**SUPPLIED INFORMATION:**
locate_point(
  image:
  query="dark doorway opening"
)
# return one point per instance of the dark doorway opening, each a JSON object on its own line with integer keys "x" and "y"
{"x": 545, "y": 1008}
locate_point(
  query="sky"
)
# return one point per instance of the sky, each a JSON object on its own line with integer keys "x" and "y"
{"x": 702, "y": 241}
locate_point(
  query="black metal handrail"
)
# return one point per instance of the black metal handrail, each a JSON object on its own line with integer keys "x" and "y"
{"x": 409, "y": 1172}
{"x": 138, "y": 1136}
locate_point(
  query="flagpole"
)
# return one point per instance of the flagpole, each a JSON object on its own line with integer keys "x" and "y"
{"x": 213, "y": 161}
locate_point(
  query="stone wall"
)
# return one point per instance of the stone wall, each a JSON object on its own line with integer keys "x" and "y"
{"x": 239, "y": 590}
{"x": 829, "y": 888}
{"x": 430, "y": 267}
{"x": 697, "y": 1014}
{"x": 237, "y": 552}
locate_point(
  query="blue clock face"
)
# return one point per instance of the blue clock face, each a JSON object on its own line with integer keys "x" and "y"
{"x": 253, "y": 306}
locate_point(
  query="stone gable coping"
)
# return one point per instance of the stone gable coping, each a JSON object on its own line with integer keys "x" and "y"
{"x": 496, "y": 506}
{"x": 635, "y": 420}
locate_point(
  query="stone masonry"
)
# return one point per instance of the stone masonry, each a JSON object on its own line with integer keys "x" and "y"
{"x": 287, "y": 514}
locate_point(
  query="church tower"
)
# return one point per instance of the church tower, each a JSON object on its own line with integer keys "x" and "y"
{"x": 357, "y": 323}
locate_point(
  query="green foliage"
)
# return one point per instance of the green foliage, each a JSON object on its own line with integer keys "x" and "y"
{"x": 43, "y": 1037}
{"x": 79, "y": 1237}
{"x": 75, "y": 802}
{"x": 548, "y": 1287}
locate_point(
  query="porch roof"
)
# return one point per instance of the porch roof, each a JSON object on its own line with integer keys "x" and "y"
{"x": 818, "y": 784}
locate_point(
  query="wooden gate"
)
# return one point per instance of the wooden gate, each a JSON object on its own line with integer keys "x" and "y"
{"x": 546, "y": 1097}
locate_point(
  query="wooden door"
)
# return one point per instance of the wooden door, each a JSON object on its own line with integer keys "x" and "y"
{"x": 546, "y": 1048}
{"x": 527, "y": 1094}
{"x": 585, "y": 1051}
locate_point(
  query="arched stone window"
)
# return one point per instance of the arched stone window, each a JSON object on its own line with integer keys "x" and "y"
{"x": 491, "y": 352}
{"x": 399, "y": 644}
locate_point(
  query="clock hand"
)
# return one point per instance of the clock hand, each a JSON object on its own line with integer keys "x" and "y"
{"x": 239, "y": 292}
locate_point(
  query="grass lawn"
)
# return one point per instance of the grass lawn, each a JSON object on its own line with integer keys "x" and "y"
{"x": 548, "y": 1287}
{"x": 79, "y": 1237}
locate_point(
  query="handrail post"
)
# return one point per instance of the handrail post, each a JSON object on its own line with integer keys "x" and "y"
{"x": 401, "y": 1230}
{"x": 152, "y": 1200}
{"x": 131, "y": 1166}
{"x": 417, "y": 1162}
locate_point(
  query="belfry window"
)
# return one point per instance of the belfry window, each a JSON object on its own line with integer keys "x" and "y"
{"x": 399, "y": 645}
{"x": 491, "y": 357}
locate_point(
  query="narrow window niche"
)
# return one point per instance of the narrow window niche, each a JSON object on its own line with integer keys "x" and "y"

**WHAT YOU ARE ASKED TO DO:** Return each line in the records above that contains the string "wooden". Matching is case-sensitive.

**SOLUTION:**
  query="wooden gate"
# return one point per instance of the wooden gate, each a JSON object on its own line with integer keys "x" and "y"
  query="wooden door"
# return one point per instance of the wooden door, each a JSON object on its own line with integer keys "x" and "y"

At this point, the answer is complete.